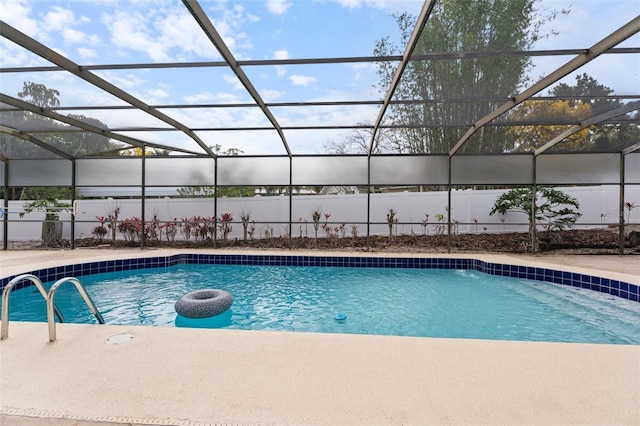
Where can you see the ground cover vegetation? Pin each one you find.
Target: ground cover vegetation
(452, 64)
---
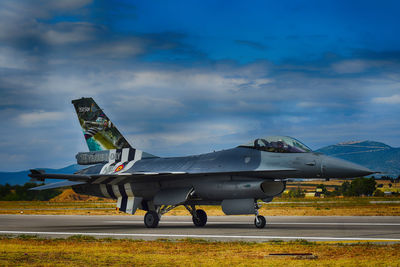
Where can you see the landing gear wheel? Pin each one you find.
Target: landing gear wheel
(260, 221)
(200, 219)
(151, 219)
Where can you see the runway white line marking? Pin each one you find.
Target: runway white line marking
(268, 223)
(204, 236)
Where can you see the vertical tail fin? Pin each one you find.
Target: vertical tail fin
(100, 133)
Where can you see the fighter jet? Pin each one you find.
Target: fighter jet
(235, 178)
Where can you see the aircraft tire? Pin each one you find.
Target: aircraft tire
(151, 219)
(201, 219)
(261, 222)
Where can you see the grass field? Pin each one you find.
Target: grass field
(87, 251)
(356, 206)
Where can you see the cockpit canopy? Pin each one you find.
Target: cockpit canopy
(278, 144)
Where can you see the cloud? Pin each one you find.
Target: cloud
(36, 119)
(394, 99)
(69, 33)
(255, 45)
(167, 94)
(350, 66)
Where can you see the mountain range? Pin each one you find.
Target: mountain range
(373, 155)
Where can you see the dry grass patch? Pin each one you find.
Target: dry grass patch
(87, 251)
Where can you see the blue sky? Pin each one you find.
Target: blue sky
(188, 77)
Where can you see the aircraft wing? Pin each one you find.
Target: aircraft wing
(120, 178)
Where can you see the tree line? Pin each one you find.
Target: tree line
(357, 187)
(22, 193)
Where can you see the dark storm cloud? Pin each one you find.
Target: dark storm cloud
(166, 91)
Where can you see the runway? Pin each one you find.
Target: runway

# Exercise brief
Using the records above, set down exactly the lines from the one with "Target: grass field" through the one with "Where can you see the runway?", inclusive, and nothing more.

# Reply
Target: grass field
(87, 251)
(356, 206)
Where can you see the cockpit canopy? Pin each one you find.
Target: cockpit canopy
(278, 144)
Where can you see the cloud? Pin each one you find.
Target: cloud
(36, 119)
(394, 99)
(69, 33)
(255, 45)
(167, 94)
(350, 66)
Where can you see the mountain range? Pin each one you find.
Target: mountain range
(373, 155)
Where can you see the dry grass patch? Pin each one you find.
Target: dry grass patch
(87, 251)
Where can you see the blue sky? Pin each one you find.
Target: blue sky
(188, 77)
Where can you see the aircraft wing? Pin each one you find.
Target: aircraft wing
(120, 178)
Where can you see the tree line? Pin each one you find.
Target: tree line
(357, 187)
(22, 193)
Where can you see the dark storm cloud? Pin each one you find.
Target: dark storm cloud
(166, 91)
Where can you see the runway? Pin each one you find.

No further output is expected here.